- AUFGABE -
Welchen Marktanteil hat Google in Deutschland laut dem Ausgangstext?

- AUSGANGSTEXT -
━━━━━━━━━━━━━━━━━━━━━━━━━━━━━━

Quod non est in google, non est in mundo. Vielleicht etwas überspitzt gesagt, in der medialen Wahrnehmung aber durchaus nah an der Realität. Denn: Was man nicht findet, kann man nicht rezipieren. Und Google hilft beim Finden. Insoweit hat Google im Netz die berühmt-berüchtigte Gatekeeper-Funktion für alle relevanten Informationen. Das macht den Quasi-Monopolisten (rund 90-Prozent-Marktanteil in Deutschland) mächtig – und reich an Daten. Mit der „umgekehrten Bildersuche“ lassen sich von jedem Schulkind Ermittlungen über Personen anstellen, von deren Passgenauigkeit die Polizei vor wenigen Jahren noch geträumt hat. Privatsphäre kennt Google ebenso wenig wie die urmenschliche Erkenntnis, dass die Zeit alle Wunden heilt. Google tut sich schwer mit dem Vergessen. Wer sich selbst sucht, bekommt manche Jugendsünde auf Seite eins präsentiert.

━━━━━━━━━━━━━━━━━━━━━━━━━━━━━━

- Gespeicherte Datensätze -

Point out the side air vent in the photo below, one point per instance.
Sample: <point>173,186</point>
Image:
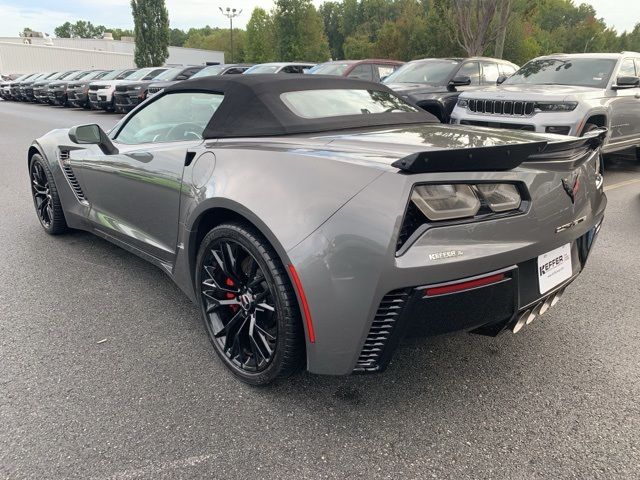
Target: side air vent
<point>371,357</point>
<point>63,155</point>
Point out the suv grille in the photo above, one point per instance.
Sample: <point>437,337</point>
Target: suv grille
<point>501,107</point>
<point>370,359</point>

━━━━━━━━━━━━━━━━━━━━━━━━━━━━━━

- ANTWORT -
Rund 90 Prozent.